* BEGIN *

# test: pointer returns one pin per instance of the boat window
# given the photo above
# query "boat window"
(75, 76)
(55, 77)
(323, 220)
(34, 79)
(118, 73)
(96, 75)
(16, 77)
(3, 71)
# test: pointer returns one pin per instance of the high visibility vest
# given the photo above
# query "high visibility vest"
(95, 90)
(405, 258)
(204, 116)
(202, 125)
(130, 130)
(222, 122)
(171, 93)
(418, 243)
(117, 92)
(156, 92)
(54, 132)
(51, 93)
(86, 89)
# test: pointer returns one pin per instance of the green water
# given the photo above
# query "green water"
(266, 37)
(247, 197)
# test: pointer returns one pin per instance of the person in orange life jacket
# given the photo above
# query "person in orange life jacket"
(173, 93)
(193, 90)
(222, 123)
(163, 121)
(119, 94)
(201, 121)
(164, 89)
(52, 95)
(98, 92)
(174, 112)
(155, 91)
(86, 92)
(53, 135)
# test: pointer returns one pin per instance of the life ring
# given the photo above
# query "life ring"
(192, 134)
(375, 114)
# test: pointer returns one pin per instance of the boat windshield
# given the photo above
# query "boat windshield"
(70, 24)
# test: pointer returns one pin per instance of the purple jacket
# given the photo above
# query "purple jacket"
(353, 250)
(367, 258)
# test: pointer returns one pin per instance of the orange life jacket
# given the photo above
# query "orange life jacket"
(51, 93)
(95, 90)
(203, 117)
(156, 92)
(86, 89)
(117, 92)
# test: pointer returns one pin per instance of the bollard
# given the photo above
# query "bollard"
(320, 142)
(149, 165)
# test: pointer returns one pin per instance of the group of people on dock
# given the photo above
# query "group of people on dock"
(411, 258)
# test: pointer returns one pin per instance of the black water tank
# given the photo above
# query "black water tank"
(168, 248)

* END *

Task description: Add -110 to every coordinate in the answers, and write out again the part of the material that opens with the line containing "the boat windshield" and runs through the end of the material, keeping every line, the requests included.

Response below:
# test: pointer returns one pin per instance of the boat windshield
# given the photo above
# query "boat windshield"
(-40, -86)
# test: pointer returns one pin per instance of the purple jacket
# given the photo above
# query "purple jacket"
(243, 140)
(257, 148)
# test: pointer returns one pin per instance of the orange life jacket
# given the photo above
# query "orange life jacket"
(-59, -17)
(-15, -20)
(93, 7)
(46, -18)
(-24, -21)
(7, -18)
# test: pointer returns one pin per instance of the bollard
# given the photo above
# query "bollard"
(210, 32)
(39, 55)
# test: pointer returns one pin per instance of the group of people on dock
# given the photo above
# query "group of people on dock"
(301, 148)
# test: pointer returns one pin per instance of the black water tank
# given the photo above
# query "black water tank"
(58, 138)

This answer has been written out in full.